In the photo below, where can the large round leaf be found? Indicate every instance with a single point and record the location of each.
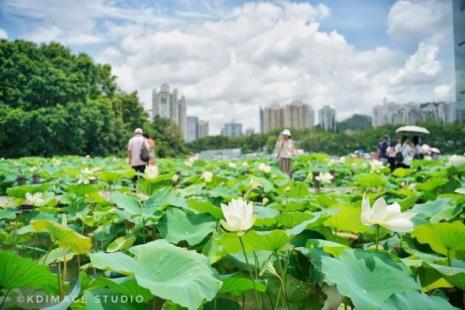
(182, 276)
(416, 301)
(17, 272)
(177, 225)
(65, 237)
(444, 238)
(367, 278)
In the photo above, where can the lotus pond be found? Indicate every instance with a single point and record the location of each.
(77, 233)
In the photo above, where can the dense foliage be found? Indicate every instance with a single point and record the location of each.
(79, 229)
(53, 102)
(448, 138)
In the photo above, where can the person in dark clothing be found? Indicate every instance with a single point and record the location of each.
(382, 148)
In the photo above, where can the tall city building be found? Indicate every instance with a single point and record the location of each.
(203, 129)
(413, 113)
(166, 104)
(192, 128)
(232, 129)
(459, 51)
(295, 115)
(196, 128)
(327, 118)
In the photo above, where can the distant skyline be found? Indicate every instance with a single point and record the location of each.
(231, 57)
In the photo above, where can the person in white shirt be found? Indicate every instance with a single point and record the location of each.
(284, 151)
(135, 145)
(406, 150)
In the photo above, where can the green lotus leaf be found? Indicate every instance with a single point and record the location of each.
(177, 225)
(237, 285)
(169, 272)
(64, 236)
(330, 247)
(454, 274)
(444, 238)
(121, 243)
(19, 272)
(367, 278)
(203, 206)
(438, 210)
(347, 218)
(415, 301)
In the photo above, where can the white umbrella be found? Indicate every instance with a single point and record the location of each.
(413, 129)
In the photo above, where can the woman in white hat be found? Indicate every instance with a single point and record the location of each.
(284, 151)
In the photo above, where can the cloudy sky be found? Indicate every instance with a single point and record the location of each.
(229, 57)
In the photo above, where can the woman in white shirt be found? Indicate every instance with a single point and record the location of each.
(284, 151)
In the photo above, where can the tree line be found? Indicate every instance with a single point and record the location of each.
(448, 138)
(53, 102)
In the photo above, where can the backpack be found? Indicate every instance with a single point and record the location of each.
(144, 152)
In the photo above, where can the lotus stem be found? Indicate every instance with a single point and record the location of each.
(4, 298)
(377, 237)
(250, 272)
(449, 262)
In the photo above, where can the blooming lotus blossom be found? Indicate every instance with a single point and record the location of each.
(264, 167)
(87, 175)
(324, 178)
(207, 176)
(238, 215)
(151, 172)
(376, 165)
(457, 160)
(36, 199)
(388, 216)
(191, 160)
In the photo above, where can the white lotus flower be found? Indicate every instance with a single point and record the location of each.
(457, 160)
(191, 160)
(426, 149)
(324, 178)
(207, 176)
(151, 172)
(238, 215)
(376, 165)
(388, 216)
(264, 167)
(175, 178)
(36, 199)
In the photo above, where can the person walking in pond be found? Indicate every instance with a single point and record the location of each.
(138, 151)
(284, 151)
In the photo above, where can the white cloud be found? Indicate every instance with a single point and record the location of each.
(417, 20)
(3, 34)
(264, 53)
(234, 61)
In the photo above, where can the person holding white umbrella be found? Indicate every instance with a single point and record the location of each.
(284, 151)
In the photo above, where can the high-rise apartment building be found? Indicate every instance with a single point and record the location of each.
(203, 129)
(413, 113)
(327, 118)
(296, 115)
(192, 128)
(232, 129)
(166, 104)
(459, 51)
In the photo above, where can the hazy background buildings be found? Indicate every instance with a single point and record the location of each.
(166, 104)
(459, 51)
(413, 113)
(232, 129)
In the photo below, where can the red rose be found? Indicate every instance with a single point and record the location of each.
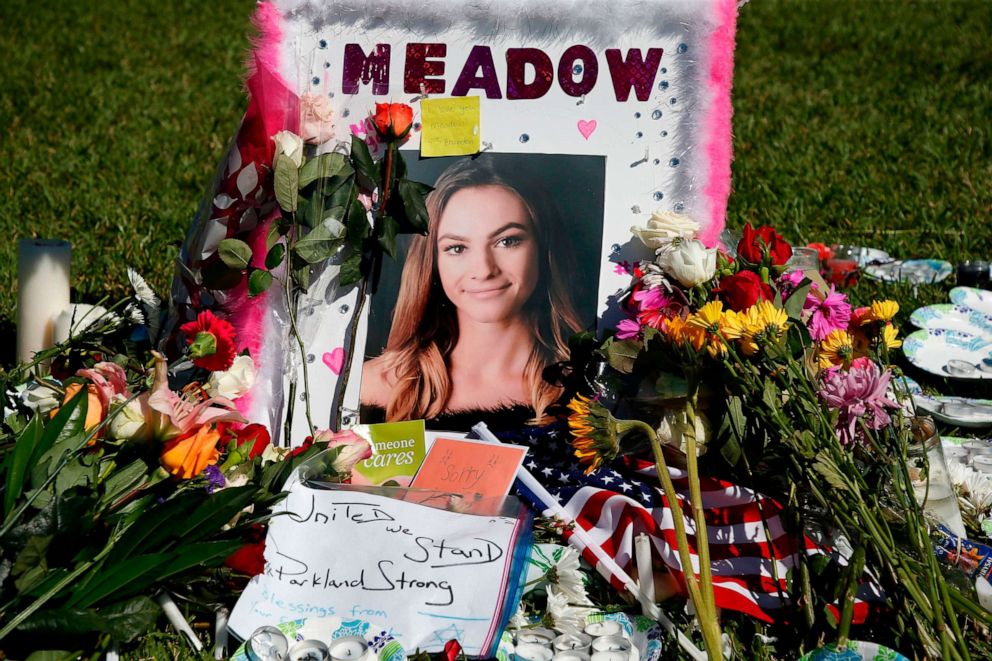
(255, 437)
(392, 120)
(764, 240)
(211, 342)
(742, 290)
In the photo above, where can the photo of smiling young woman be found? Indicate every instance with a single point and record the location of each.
(485, 301)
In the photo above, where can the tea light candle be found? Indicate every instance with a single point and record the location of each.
(572, 641)
(42, 292)
(537, 636)
(604, 628)
(308, 650)
(611, 644)
(532, 652)
(348, 648)
(610, 656)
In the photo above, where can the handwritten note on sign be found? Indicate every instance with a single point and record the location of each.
(470, 467)
(450, 126)
(429, 575)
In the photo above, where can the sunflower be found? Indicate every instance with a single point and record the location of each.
(595, 432)
(837, 350)
(883, 310)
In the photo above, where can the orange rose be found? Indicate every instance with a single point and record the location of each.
(392, 120)
(94, 406)
(188, 456)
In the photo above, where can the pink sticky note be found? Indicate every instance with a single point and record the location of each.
(470, 467)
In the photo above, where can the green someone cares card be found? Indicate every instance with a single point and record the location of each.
(399, 451)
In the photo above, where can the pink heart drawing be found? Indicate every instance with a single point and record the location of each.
(334, 360)
(587, 127)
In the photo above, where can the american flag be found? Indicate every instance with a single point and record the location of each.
(750, 551)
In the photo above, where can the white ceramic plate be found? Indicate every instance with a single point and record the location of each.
(976, 299)
(949, 353)
(382, 646)
(911, 270)
(954, 317)
(958, 411)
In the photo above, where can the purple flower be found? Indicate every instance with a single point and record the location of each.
(628, 329)
(215, 478)
(858, 395)
(830, 314)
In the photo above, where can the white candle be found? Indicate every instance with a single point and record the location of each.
(42, 292)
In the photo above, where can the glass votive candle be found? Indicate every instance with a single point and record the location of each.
(982, 463)
(974, 273)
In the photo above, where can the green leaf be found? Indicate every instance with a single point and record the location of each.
(129, 619)
(622, 354)
(324, 166)
(361, 159)
(321, 242)
(413, 194)
(276, 253)
(351, 270)
(388, 227)
(25, 448)
(258, 281)
(794, 304)
(220, 276)
(235, 253)
(286, 184)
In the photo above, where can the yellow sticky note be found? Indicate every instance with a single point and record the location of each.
(449, 127)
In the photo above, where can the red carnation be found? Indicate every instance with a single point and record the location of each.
(392, 120)
(742, 290)
(211, 342)
(255, 437)
(756, 243)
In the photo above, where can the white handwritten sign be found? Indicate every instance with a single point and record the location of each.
(428, 575)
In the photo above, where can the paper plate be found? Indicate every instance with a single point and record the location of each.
(382, 645)
(911, 270)
(854, 650)
(959, 411)
(949, 353)
(953, 317)
(643, 632)
(976, 299)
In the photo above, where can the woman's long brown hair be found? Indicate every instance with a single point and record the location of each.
(425, 327)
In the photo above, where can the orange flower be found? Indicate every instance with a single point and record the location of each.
(392, 120)
(188, 456)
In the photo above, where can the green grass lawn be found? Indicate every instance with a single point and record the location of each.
(856, 121)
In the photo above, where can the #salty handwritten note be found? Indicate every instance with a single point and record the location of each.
(450, 127)
(426, 574)
(470, 467)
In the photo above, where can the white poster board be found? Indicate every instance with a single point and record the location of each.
(428, 575)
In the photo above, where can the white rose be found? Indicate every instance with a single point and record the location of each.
(665, 226)
(289, 145)
(233, 382)
(673, 426)
(690, 262)
(40, 397)
(128, 422)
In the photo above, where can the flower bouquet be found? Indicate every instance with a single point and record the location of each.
(769, 379)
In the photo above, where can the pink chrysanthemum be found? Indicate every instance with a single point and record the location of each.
(830, 314)
(860, 396)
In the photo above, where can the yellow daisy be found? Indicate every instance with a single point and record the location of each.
(837, 349)
(883, 310)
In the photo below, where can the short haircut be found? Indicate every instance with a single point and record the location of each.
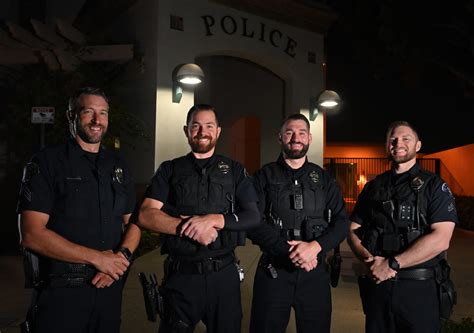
(74, 102)
(397, 124)
(295, 116)
(201, 107)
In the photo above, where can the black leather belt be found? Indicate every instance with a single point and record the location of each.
(415, 274)
(68, 275)
(204, 266)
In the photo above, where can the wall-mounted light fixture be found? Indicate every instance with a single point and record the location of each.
(189, 74)
(328, 100)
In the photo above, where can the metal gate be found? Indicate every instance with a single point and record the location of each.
(352, 174)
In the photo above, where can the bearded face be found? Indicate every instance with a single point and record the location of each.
(91, 123)
(295, 139)
(202, 132)
(403, 145)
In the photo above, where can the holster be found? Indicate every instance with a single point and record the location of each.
(446, 290)
(335, 262)
(153, 299)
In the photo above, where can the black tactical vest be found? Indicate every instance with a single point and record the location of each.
(296, 206)
(397, 213)
(200, 191)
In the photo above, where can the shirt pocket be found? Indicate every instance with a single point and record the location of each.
(75, 196)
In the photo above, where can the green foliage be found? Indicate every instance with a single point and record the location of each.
(465, 326)
(149, 241)
(465, 209)
(36, 85)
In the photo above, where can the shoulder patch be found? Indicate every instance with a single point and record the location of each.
(29, 171)
(117, 175)
(445, 188)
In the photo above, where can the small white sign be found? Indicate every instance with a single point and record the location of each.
(42, 114)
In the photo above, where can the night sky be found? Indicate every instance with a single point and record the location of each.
(402, 60)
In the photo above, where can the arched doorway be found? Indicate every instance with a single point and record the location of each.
(250, 102)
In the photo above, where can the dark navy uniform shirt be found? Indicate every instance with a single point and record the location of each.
(159, 189)
(271, 241)
(440, 201)
(85, 194)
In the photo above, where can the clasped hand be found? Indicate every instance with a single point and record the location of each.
(202, 228)
(379, 270)
(304, 254)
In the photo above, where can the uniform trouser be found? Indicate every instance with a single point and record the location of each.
(307, 292)
(212, 297)
(407, 306)
(80, 309)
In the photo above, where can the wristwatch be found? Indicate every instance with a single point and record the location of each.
(126, 253)
(393, 264)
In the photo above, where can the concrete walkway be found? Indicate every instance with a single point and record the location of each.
(347, 312)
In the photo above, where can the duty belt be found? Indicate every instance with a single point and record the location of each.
(204, 266)
(70, 275)
(419, 274)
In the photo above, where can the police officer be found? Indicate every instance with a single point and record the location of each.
(201, 203)
(75, 200)
(402, 224)
(304, 217)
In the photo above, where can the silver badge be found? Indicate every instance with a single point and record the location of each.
(451, 207)
(117, 176)
(314, 176)
(223, 167)
(416, 183)
(445, 188)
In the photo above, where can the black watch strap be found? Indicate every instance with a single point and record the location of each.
(126, 253)
(393, 264)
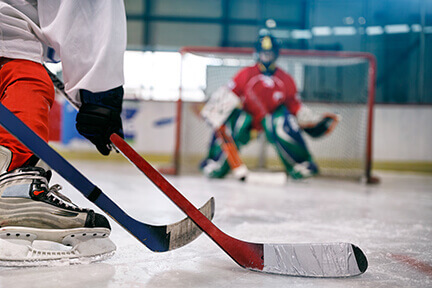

:::::

Could you put the lines from the one containing "In the photo above, where can the silver" through the last line of the entries, both included, into a numbered list that skips blank lines and leaves out the pictures?

1. In the photo above, where can the silver badge be found? Indicate every instance with a single point and record the location of each.
2. (451, 207)
3. (117, 176)
4. (314, 176)
5. (223, 167)
6. (416, 183)
7. (445, 188)
8. In the photo above, where can the black watch strap be found? Indicate every instance with a single point and record the location of each.
9. (126, 253)
10. (393, 264)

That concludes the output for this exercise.